What is asked:
Reproduce every item below word for word, keeping each line unchanged.

Coordinate annotation entries:
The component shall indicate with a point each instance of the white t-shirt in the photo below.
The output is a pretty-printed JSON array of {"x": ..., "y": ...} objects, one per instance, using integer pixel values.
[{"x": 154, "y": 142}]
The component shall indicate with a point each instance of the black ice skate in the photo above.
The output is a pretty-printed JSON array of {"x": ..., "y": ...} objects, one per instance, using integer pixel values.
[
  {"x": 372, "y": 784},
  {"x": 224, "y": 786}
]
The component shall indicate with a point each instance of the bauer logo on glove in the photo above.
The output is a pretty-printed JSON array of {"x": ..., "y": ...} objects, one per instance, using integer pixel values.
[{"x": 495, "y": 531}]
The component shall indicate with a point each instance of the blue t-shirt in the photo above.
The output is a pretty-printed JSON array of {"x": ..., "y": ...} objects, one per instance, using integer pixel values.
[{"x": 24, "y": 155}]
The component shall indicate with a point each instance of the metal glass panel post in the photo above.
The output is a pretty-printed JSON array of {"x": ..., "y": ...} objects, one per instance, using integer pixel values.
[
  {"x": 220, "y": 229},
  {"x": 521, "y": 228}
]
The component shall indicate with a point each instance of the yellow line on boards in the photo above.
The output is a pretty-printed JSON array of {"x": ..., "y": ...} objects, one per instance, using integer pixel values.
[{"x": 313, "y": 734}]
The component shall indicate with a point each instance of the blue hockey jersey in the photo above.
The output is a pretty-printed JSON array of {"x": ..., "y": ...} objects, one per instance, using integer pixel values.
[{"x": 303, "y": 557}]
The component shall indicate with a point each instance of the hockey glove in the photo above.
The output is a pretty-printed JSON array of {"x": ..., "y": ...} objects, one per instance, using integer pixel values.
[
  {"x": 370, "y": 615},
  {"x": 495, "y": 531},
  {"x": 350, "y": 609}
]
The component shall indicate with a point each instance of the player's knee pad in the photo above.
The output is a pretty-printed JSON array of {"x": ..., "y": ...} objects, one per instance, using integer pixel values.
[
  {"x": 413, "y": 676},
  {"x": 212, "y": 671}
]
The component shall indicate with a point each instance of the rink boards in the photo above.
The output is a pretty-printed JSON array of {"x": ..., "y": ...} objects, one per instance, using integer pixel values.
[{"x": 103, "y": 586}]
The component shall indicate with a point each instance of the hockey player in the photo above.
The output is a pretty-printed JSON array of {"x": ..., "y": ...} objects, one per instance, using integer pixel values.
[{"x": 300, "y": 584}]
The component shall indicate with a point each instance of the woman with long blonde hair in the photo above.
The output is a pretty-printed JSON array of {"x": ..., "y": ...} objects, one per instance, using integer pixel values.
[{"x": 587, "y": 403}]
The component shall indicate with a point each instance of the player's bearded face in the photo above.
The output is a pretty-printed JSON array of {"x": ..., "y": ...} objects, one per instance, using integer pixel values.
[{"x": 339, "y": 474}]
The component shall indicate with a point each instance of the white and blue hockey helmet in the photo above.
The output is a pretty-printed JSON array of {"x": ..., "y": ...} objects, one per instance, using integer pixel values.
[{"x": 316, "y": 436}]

Result for this exercise:
The component shall indicate with a point each instance of the white t-shirt in the photo below.
The output is a pretty-printed JSON array of {"x": ..., "y": ...} objects, one per instance, using integer pixel values.
[{"x": 154, "y": 142}]
The component shall indicate with a point each instance of the black ice skate in the photo above.
The output is a pretty-printed JSON array of {"x": ..., "y": ...} objects, one per instance, using integer pixel values.
[
  {"x": 372, "y": 784},
  {"x": 224, "y": 786}
]
The component shall indicate with a point each instance of the bauer logo on glove in the photo above.
The output is a pretty-printed JSON array of {"x": ..., "y": ...} objects, one per instance, using integer pixel values.
[{"x": 495, "y": 531}]
The component shall indicate with a point each instance of the blue t-shirt in the photo above.
The output is a pretty-printed JSON array of {"x": ..., "y": ...} objects, one per instance, using integer pixel values.
[{"x": 24, "y": 155}]
The component shall indicate with a point each instance of the metal glass panel post in the photo above.
The output is a pretty-printed JSON array of {"x": ..., "y": ...} objects, one per instance, using integer pixel values.
[
  {"x": 220, "y": 229},
  {"x": 521, "y": 228}
]
The component shall indicate with a point each instance of the yellow line on boards in the photo above.
The output is a pretty-printed JSON array of {"x": ..., "y": ...} objects, one per instance, using integer pixel values.
[{"x": 313, "y": 734}]
The component shall indicate with a point each instance of the blue hockey jersey in the photo above.
The output is a pretty-printed JSON array of {"x": ..., "y": ...} objects, one per instance, using integer pixel values.
[{"x": 303, "y": 557}]
The component shall indicate with a point each instance of the hockey glove in the photo above.
The output is a pretty-printed JSON array of {"x": ..., "y": ...} objects, one per instance, using integer pixel values.
[
  {"x": 370, "y": 615},
  {"x": 495, "y": 531},
  {"x": 350, "y": 609}
]
The component shall indicate with a point each instance of the player's knee pad in the photo above.
The output is a pretty-printed JSON array of {"x": ..., "y": ...} objects, one per instance, using integer pixel values.
[
  {"x": 413, "y": 676},
  {"x": 212, "y": 671}
]
The component shall indicate with a point each instance of the rink boards in the photo above.
The output is a pretty-printed JSON array of {"x": ..., "y": ...} objects, one per instance, using integer pixel values.
[{"x": 103, "y": 586}]
The component shall indicate with a point each instance of the hockey player in the photo above.
The output is a pretty-printed JSON array of {"x": ..., "y": ...} objects, one per instance, using integer pixel values.
[{"x": 300, "y": 584}]
The component shall indicate with a point each instance of the woman with long blonde hair in the photo above.
The output is a pretty-printed JSON array of {"x": ..., "y": ...} objects, one per instance, using integer pixel values.
[{"x": 587, "y": 403}]
The component shall indicate with a point each instance of the player's bearded face in the photo above.
The output is a pretty-printed JSON array of {"x": ..., "y": ...} objects, one per instance, using integer pixel values.
[{"x": 339, "y": 474}]
The component shall indicate with a point each instance of the white and blue hockey helmet in the photo above.
The output is a pretty-printed JSON array of {"x": ..., "y": ...} objects, one per instance, using integer pixel values.
[{"x": 316, "y": 436}]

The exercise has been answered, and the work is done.